WRITTEN PROBLEM: Copy every row below word for word, leaving out the pictures.

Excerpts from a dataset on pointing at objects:
<<<<

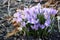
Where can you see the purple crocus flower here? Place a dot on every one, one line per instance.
(47, 22)
(42, 26)
(35, 27)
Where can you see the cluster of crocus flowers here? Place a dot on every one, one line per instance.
(29, 15)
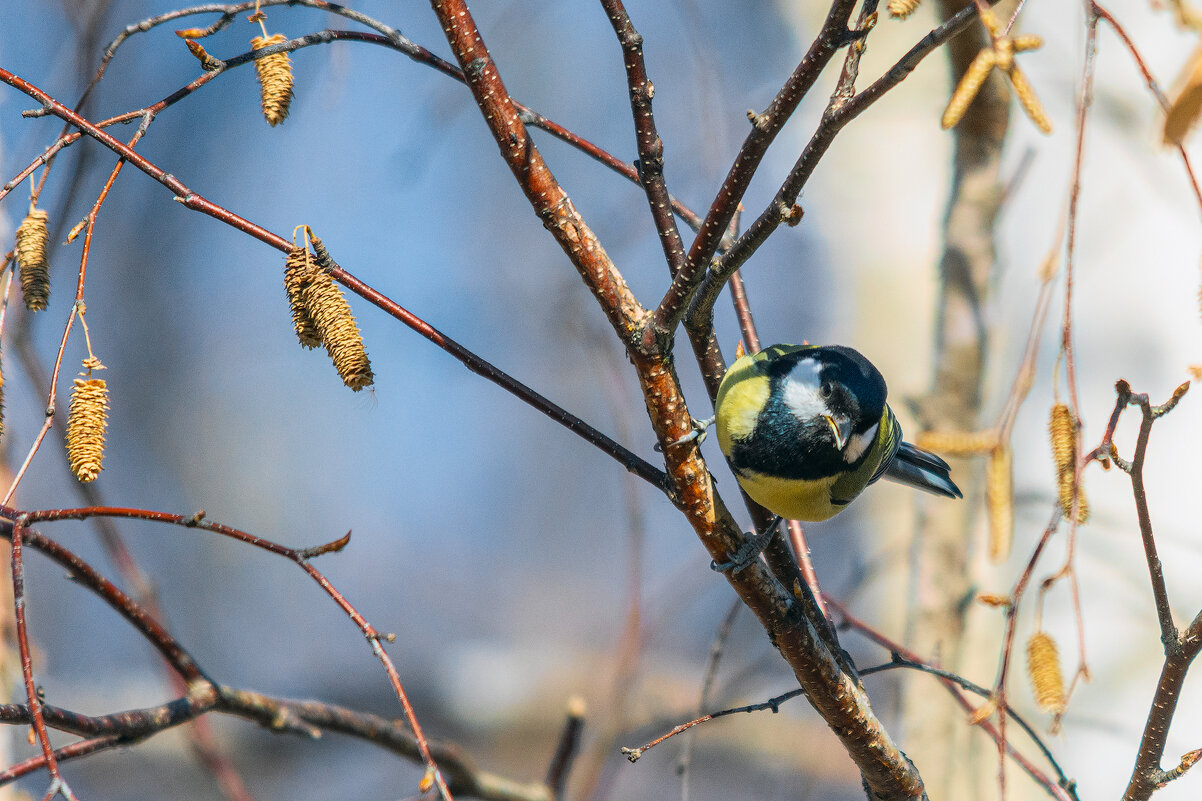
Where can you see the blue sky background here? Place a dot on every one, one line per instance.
(494, 543)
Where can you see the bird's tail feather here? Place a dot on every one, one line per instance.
(921, 469)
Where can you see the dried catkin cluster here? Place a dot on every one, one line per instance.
(999, 497)
(958, 443)
(298, 270)
(1063, 434)
(1185, 106)
(321, 315)
(35, 270)
(85, 428)
(1000, 54)
(274, 78)
(902, 9)
(1043, 671)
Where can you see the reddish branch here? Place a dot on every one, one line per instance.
(1180, 648)
(765, 128)
(838, 698)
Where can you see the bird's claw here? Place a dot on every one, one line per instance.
(698, 433)
(750, 551)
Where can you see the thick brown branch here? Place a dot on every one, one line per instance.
(765, 129)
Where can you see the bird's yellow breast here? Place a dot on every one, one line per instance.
(791, 498)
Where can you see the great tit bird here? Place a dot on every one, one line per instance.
(807, 428)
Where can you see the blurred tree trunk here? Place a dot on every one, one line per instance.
(956, 760)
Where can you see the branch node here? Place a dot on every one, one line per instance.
(327, 547)
(759, 122)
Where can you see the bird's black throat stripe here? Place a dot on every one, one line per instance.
(787, 448)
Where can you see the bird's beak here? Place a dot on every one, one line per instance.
(840, 428)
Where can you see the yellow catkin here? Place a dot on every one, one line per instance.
(1065, 490)
(902, 9)
(999, 496)
(85, 428)
(35, 270)
(958, 443)
(1185, 107)
(274, 79)
(298, 271)
(968, 88)
(1029, 100)
(1063, 434)
(339, 332)
(1043, 671)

>>>>

COMPLETE OUTPUT:
Where can you see the purple crocus flower here? Place a dot on every one, one line per instance.
(47, 22)
(42, 26)
(35, 27)
Where can you see the cluster of crocus flowers here? Place a dot on every one, one line per instance.
(29, 15)
Where can you see the blue sky background here? Place a dot on every one, one line per instance.
(494, 543)
Where can you see the bird's tail feather here? Place a dot on every one, one line per instance.
(921, 469)
Where can you see the dried catkin cluster here? Place a dot on every one, one line per instance.
(999, 497)
(958, 443)
(298, 270)
(1063, 434)
(1185, 106)
(321, 315)
(35, 270)
(85, 428)
(1000, 54)
(274, 78)
(902, 9)
(1043, 671)
Where can you see the reddish branch here? Place a dot on every one, one line per instance.
(1180, 648)
(765, 128)
(838, 698)
Where can you see the bird's claw here? Place a dot on every one, one line per instance.
(698, 433)
(750, 551)
Where can you see the thick brown branch here? Place a dot on every one, one line per instance.
(765, 129)
Where can you see the bird's yellow breast here? Place a dot on every one, one line per instance.
(791, 498)
Where can you see the great tit bird here? Place a dot on every one, one line per instance.
(807, 428)
Where can you see the blurred tree trunk here? Place a dot on every one, one line per instance.
(956, 760)
Where can you see the branch node here? Place a dot on every one, one line per instance.
(327, 547)
(759, 122)
Where can you see the bird's black throat stripe here? Place a dot on every one, one line per instance.
(787, 448)
Where can you see the bird's beak here? Place a dot on every one, one line per instance.
(840, 428)
Where can you see the yellow catkin here? Place a dot on every one, one line per instance.
(1065, 490)
(902, 9)
(999, 496)
(85, 428)
(35, 270)
(958, 443)
(1185, 107)
(274, 79)
(298, 271)
(968, 88)
(1029, 100)
(1063, 434)
(339, 332)
(1043, 671)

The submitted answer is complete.